Extracted data:
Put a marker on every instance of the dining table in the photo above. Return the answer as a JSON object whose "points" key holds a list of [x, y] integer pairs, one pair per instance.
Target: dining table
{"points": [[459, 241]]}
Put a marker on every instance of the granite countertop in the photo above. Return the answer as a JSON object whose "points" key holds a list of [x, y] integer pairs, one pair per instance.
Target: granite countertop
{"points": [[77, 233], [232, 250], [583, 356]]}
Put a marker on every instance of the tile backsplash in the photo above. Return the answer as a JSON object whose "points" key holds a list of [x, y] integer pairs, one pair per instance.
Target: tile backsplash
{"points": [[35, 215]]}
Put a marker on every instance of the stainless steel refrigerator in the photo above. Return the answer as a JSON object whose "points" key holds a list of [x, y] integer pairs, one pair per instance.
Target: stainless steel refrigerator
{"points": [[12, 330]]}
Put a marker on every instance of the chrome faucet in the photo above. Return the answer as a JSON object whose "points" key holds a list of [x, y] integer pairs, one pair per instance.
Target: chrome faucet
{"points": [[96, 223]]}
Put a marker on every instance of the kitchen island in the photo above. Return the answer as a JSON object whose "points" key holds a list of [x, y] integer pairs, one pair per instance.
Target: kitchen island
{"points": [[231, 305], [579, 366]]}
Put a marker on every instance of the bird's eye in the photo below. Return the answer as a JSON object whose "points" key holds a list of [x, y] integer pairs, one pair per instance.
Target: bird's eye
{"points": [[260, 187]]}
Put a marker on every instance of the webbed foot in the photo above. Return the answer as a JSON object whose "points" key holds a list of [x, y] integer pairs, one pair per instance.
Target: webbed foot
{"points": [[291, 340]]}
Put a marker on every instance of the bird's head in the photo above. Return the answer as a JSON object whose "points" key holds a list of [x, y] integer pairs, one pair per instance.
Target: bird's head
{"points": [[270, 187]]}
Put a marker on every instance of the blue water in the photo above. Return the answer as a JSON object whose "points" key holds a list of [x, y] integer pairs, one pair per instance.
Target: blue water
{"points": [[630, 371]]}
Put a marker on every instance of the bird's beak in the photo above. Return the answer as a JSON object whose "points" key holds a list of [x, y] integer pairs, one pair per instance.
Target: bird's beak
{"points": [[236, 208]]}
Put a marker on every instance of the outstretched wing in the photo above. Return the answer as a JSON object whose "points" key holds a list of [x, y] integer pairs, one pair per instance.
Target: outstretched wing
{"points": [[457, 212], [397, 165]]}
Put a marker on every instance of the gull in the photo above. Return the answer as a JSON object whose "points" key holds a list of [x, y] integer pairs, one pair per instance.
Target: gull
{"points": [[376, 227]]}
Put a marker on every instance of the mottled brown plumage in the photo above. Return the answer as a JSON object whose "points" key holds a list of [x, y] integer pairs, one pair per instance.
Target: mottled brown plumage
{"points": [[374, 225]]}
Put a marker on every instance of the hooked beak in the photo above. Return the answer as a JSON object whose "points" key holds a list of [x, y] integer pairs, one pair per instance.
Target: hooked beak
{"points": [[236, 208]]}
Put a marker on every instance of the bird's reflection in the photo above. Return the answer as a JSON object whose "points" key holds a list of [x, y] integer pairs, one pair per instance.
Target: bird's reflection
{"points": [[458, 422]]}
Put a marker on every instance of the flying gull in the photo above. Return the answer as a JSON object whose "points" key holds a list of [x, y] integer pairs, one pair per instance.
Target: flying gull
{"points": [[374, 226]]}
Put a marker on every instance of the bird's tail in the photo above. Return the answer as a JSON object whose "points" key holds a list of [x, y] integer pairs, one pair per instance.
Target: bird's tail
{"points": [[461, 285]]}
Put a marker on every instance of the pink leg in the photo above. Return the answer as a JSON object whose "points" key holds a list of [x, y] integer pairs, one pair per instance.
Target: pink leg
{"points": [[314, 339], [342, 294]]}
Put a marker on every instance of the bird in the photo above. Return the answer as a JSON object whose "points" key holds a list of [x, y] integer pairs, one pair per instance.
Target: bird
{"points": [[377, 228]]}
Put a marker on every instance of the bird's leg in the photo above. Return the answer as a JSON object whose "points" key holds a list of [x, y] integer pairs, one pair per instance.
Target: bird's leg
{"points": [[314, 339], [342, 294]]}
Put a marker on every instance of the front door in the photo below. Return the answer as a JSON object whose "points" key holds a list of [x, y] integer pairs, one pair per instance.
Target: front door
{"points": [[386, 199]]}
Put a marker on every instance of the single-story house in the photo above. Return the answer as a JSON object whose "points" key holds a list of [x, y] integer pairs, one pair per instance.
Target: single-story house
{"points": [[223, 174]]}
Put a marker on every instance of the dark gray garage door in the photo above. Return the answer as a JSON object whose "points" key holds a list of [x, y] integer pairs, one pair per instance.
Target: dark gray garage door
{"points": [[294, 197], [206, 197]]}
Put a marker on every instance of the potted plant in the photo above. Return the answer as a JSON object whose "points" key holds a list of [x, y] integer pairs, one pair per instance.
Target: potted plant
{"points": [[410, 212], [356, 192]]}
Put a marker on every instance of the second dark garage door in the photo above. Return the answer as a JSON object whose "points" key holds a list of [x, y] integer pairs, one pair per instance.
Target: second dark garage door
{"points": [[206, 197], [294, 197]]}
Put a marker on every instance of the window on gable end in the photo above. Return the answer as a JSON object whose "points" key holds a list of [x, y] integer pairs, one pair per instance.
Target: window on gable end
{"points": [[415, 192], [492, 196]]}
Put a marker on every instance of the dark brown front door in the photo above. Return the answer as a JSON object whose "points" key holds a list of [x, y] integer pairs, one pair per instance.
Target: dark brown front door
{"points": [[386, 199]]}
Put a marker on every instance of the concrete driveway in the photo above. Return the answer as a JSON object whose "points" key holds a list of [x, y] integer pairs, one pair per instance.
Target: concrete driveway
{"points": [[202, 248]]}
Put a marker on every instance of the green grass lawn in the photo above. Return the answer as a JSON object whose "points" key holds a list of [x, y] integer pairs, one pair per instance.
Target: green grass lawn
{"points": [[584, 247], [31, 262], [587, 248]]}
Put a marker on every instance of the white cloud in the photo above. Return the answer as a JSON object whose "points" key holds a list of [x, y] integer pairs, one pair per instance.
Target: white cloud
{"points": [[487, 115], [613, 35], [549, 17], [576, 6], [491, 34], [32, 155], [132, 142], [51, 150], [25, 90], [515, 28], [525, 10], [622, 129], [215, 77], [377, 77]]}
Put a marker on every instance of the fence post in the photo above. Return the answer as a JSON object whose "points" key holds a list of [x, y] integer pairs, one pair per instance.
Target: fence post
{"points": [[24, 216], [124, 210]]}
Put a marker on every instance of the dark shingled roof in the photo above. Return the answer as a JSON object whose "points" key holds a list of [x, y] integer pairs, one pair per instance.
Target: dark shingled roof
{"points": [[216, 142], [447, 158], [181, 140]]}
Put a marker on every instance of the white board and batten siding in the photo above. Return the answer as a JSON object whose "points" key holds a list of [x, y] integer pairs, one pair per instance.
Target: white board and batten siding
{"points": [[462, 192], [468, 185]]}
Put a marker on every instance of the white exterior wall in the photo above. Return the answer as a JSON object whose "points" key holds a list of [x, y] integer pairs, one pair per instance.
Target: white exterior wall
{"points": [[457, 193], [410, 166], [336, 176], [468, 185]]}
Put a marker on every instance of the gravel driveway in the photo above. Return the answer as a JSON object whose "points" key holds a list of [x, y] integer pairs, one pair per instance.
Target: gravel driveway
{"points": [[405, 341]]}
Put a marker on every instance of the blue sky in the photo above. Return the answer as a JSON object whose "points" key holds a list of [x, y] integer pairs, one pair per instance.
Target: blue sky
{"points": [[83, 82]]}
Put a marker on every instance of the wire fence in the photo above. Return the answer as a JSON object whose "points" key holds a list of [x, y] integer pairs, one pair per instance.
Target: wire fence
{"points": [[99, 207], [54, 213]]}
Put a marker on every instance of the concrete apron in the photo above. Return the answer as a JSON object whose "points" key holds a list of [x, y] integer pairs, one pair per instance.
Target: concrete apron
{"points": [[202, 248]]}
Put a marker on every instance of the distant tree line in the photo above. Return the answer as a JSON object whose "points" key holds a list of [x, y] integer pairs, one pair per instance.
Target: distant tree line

Brief: Format the records, from the line containing "Put a marker on every instance of the fence" through the end of the records, as a JSON list of strings with one string per line and no blank lines.

Solved problem:
[
  "Put a marker on every instance of the fence post in the photo above. Return the answer as a JSON object whose \"points\" key holds a list of [x, y] integer pairs, one pair per instance.",
  "Target: fence post",
  "{\"points\": [[24, 216], [124, 210]]}",
  "Put a marker on every instance of the dark shingled roof in the photo above. Return the answer as a JSON object whose \"points\" key holds a list of [x, y] integer pairs, one pair per instance.",
  "Target: dark shingled roof",
  "{\"points\": [[216, 142], [447, 158], [181, 140]]}",
  "Put a marker on every instance of the white board and batten siding in the photo above. Return the answer as a JSON object whose \"points\" key holds a list of [x, y] integer pairs, one pair per instance.",
  "Target: white board and batten siding",
  "{\"points\": [[462, 192], [468, 185]]}",
  "Put a marker on every instance of the white exterior wall in the photo above. Return the answer as a JSON object whose \"points\" key holds a list of [x, y] integer pairs, one pair per instance.",
  "Target: white exterior wall",
  "{\"points\": [[457, 193], [410, 166], [336, 176], [468, 185]]}",
  "Put a marker on every instance of the gravel driveway in the photo above. Return the answer as a JSON object whose \"points\" key holds a list of [x, y] integer pairs, one pair per instance.",
  "Target: gravel driveway",
  "{\"points\": [[405, 341]]}",
  "Put a marker on every instance of the blue sky in the photo above. Return the answer as a JSON object whose \"points\" key holds a list of [x, y] integer pairs, one pair per instance.",
  "Target: blue sky",
  "{\"points\": [[83, 82]]}",
  "Put a marker on every instance of the wire fence in the photo above. Return the answer as a JSON object whose \"points\" key holds a list of [x, y] integer pairs, one pair per instance.",
  "Target: wire fence",
  "{\"points\": [[99, 207], [54, 213]]}",
  "Put a marker on every instance of the concrete apron in the photo above. Return the answer as a JSON object whose \"points\" key holds a list of [x, y] integer pairs, one pair per instance.",
  "Target: concrete apron",
  "{\"points\": [[202, 248]]}",
  "Put a marker on every instance of the distant tree line in the photo above. Return the answer as a JSON object whose \"points\" key holds a list of [x, y] integer pairs, one pair per instance.",
  "Target: distant tree line"
]